**TEXT PASSAGE**.
Forgetting: Is it REM sleep or forgetting or dreaming specifically for forgetting? Very interested by Gina's reference to Crick 1983 Nature paper - how could that relate to infants who have MORE REM sleep but probably don't yet dream like we conceive dreaming
Sleep oscillations as a spatial filter: because some neuronal ensembles can't keep up with the speed of oscillations, creates a spatial filter
Cortical region specific projections from Locus Coeruleus (Chander et al. 2019 ref from Gina's talk): a way that sleep-wake states could differentially modulate sensorimotor areas in the developing brain, to help them to differentiate?
Durations of sleep: Bob's conceptual theory that 100ms of sleep would be sufficient to encode a memory e.g. a microsleep. Could that be reversed to think about some adaptive function of the extra-short WAKE durations pre-term infants have e.g. 2 minutes?
Body weight vs. age predicting sleep-wake bout durations: Following up on Geoffrey's question, I will go back to the literature to check those references that biological age is more predictive than body weight. But thinking about his question, my forthcoming project on intra-uterine growth restriction would be an ideal opportunity to look at this in more detail.
Other ways I intend to improve my practice following this meeting: report ambient temperature
Evocative metaphors!: 'Mountain of wakefulness'. Bob's 'Memory evolution', more dynamic than just consolidation which doesn't fully capture sleep's functions. 'Ground truth' - the challenges of establishing this in many aspects of sleep research
Parkes 1992 "Fetal behavioural states: Sleep and wakefulness?" offers a review of the human and sheep fetal literature which casts doubt on whether this is any clear wakefulness in utero. (I was unable to add the reference to the 'reference' section).
Workman et al. 2013 (uploaded) is a nice approach to rigorously comparing development in species - which helps with thinking about ontogeny and phylogeny.
I thought of Baud et al. 2018 (uploaded) after talking to Alex about his research: I wonder if the seizures in this cohort unmasked a multi-day cycle which we all follow?
None of us mentioned the EEG 'cyclic alternating pattern' of sleep until I briefly raised on final day, but I like it as a framework which can encompass various specific graphoelements, e.g. K complexes, ripples, I have attached a paper by Halasz which interprets K complexes with reference to the cyclic alternating pattern.

**ACTIVITIES**.
(1) Answer these questions from the sleep research notes:
(a) According to Bob's conceptual theory, how much sleep would be sufficient to encode a memory?
(b) What does the writer intend to report to improve practice following the meeting?
(c) The fetal literature of which two species does Parkes 1992 review?
(2) Print the portion of the sleep research notes starting at "I thought of" and ending at "we all follow?".

[Pointing data grounded in images]
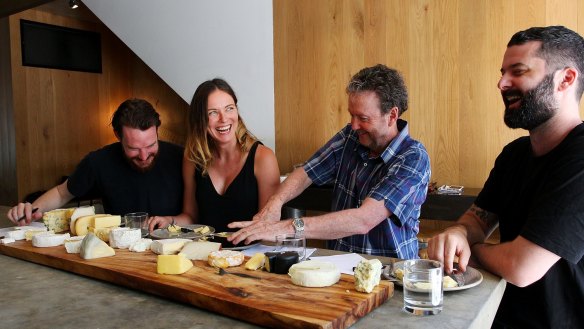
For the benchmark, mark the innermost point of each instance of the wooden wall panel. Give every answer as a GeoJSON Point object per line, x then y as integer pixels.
{"type": "Point", "coordinates": [62, 115]}
{"type": "Point", "coordinates": [449, 52]}
{"type": "Point", "coordinates": [7, 135]}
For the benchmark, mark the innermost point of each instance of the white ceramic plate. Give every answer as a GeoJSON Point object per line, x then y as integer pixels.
{"type": "Point", "coordinates": [163, 233]}
{"type": "Point", "coordinates": [472, 277]}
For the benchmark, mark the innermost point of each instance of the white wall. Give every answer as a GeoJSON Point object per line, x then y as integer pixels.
{"type": "Point", "coordinates": [189, 41]}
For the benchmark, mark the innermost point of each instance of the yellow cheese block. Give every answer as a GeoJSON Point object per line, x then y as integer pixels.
{"type": "Point", "coordinates": [102, 233]}
{"type": "Point", "coordinates": [106, 221]}
{"type": "Point", "coordinates": [256, 262]}
{"type": "Point", "coordinates": [173, 264]}
{"type": "Point", "coordinates": [82, 223]}
{"type": "Point", "coordinates": [58, 220]}
{"type": "Point", "coordinates": [92, 247]}
{"type": "Point", "coordinates": [30, 233]}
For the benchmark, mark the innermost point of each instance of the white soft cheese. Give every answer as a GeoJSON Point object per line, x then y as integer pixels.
{"type": "Point", "coordinates": [141, 245]}
{"type": "Point", "coordinates": [49, 239]}
{"type": "Point", "coordinates": [367, 275]}
{"type": "Point", "coordinates": [6, 240]}
{"type": "Point", "coordinates": [93, 247]}
{"type": "Point", "coordinates": [168, 246]}
{"type": "Point", "coordinates": [314, 273]}
{"type": "Point", "coordinates": [73, 244]}
{"type": "Point", "coordinates": [124, 237]}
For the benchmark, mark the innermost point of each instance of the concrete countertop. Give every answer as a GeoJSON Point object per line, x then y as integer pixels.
{"type": "Point", "coordinates": [36, 296]}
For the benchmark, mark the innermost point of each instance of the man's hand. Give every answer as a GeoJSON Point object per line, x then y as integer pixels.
{"type": "Point", "coordinates": [259, 230]}
{"type": "Point", "coordinates": [452, 242]}
{"type": "Point", "coordinates": [20, 210]}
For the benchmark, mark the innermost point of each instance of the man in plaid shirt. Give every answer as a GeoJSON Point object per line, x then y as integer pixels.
{"type": "Point", "coordinates": [379, 173]}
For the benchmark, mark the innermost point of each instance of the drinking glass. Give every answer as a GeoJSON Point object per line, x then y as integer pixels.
{"type": "Point", "coordinates": [423, 292]}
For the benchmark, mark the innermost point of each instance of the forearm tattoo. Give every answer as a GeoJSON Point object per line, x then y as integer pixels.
{"type": "Point", "coordinates": [488, 219]}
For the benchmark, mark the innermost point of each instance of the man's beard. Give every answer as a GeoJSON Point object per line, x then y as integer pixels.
{"type": "Point", "coordinates": [537, 106]}
{"type": "Point", "coordinates": [134, 166]}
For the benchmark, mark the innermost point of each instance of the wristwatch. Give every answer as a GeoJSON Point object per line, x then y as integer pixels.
{"type": "Point", "coordinates": [298, 224]}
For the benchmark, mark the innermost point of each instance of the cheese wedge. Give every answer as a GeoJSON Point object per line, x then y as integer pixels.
{"type": "Point", "coordinates": [173, 264]}
{"type": "Point", "coordinates": [168, 246]}
{"type": "Point", "coordinates": [106, 221]}
{"type": "Point", "coordinates": [256, 262]}
{"type": "Point", "coordinates": [30, 233]}
{"type": "Point", "coordinates": [141, 245]}
{"type": "Point", "coordinates": [82, 224]}
{"type": "Point", "coordinates": [58, 220]}
{"type": "Point", "coordinates": [313, 273]}
{"type": "Point", "coordinates": [367, 275]}
{"type": "Point", "coordinates": [49, 239]}
{"type": "Point", "coordinates": [73, 244]}
{"type": "Point", "coordinates": [199, 250]}
{"type": "Point", "coordinates": [225, 258]}
{"type": "Point", "coordinates": [102, 232]}
{"type": "Point", "coordinates": [124, 237]}
{"type": "Point", "coordinates": [80, 212]}
{"type": "Point", "coordinates": [93, 247]}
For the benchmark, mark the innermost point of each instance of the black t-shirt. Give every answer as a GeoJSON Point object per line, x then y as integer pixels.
{"type": "Point", "coordinates": [238, 203]}
{"type": "Point", "coordinates": [542, 199]}
{"type": "Point", "coordinates": [107, 174]}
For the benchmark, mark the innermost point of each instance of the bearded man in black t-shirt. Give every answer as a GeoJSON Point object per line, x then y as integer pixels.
{"type": "Point", "coordinates": [535, 192]}
{"type": "Point", "coordinates": [139, 173]}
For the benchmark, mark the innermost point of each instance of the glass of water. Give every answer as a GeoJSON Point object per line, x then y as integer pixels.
{"type": "Point", "coordinates": [423, 292]}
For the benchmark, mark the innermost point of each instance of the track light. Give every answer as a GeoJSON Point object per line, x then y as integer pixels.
{"type": "Point", "coordinates": [73, 4]}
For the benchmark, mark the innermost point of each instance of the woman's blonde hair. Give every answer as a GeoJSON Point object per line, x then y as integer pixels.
{"type": "Point", "coordinates": [200, 146]}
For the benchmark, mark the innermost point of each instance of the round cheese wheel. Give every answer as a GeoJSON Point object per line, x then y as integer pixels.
{"type": "Point", "coordinates": [314, 273]}
{"type": "Point", "coordinates": [225, 258]}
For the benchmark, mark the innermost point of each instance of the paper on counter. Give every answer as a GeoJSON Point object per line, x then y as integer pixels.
{"type": "Point", "coordinates": [344, 262]}
{"type": "Point", "coordinates": [263, 249]}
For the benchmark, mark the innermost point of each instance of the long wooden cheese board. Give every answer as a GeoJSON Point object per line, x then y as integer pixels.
{"type": "Point", "coordinates": [268, 299]}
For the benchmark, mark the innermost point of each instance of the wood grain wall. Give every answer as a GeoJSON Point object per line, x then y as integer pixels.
{"type": "Point", "coordinates": [449, 52]}
{"type": "Point", "coordinates": [60, 115]}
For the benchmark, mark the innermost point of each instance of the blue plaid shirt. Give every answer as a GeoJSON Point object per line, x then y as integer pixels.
{"type": "Point", "coordinates": [399, 177]}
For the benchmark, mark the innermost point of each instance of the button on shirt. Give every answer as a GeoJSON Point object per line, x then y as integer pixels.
{"type": "Point", "coordinates": [399, 177]}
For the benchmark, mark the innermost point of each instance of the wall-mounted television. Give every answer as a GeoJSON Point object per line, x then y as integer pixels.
{"type": "Point", "coordinates": [58, 47]}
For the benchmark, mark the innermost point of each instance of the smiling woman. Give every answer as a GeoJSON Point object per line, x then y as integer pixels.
{"type": "Point", "coordinates": [228, 174]}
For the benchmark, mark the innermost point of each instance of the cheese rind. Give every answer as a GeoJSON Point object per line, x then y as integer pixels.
{"type": "Point", "coordinates": [49, 239]}
{"type": "Point", "coordinates": [168, 246]}
{"type": "Point", "coordinates": [313, 273]}
{"type": "Point", "coordinates": [367, 275]}
{"type": "Point", "coordinates": [199, 250]}
{"type": "Point", "coordinates": [173, 264]}
{"type": "Point", "coordinates": [93, 247]}
{"type": "Point", "coordinates": [124, 237]}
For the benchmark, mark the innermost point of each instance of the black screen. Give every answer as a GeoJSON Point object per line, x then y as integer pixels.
{"type": "Point", "coordinates": [57, 47]}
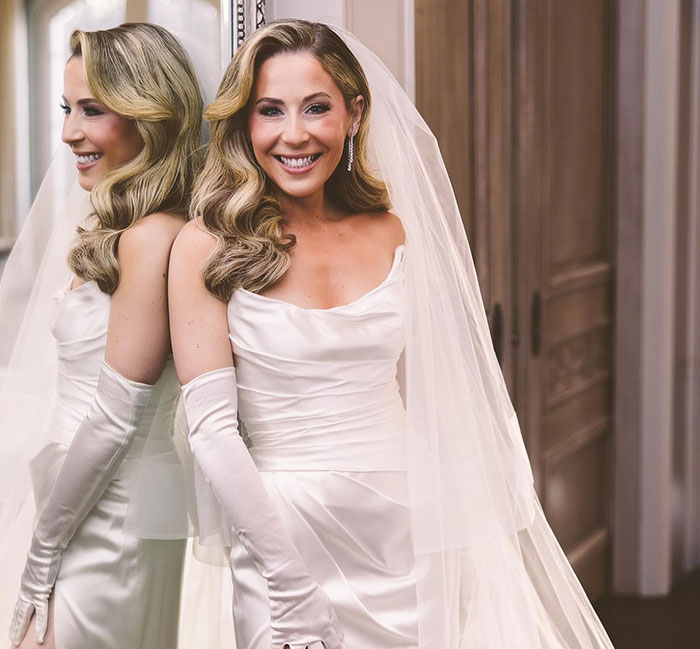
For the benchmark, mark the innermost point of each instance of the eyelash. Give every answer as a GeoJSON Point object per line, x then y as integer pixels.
{"type": "Point", "coordinates": [88, 110]}
{"type": "Point", "coordinates": [270, 111]}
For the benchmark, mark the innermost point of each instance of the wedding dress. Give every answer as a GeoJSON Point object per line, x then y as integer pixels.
{"type": "Point", "coordinates": [320, 404]}
{"type": "Point", "coordinates": [114, 590]}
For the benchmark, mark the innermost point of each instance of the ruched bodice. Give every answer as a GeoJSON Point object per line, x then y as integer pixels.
{"type": "Point", "coordinates": [317, 388]}
{"type": "Point", "coordinates": [118, 565]}
{"type": "Point", "coordinates": [320, 401]}
{"type": "Point", "coordinates": [79, 324]}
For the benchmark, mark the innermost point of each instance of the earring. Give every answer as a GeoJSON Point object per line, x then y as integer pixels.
{"type": "Point", "coordinates": [351, 153]}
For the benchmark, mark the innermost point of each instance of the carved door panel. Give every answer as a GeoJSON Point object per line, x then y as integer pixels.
{"type": "Point", "coordinates": [518, 95]}
{"type": "Point", "coordinates": [563, 231]}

**SET OF ANSWERS**.
(1)
(a) 100ms
(b) Ambient temperature
(c) Human and sheep

(2)
I thought of Baud et al. 2018 (uploaded) after talking to Alex about his research: I wonder if the seizures in this cohort unmasked a multi-day cycle which we all follow?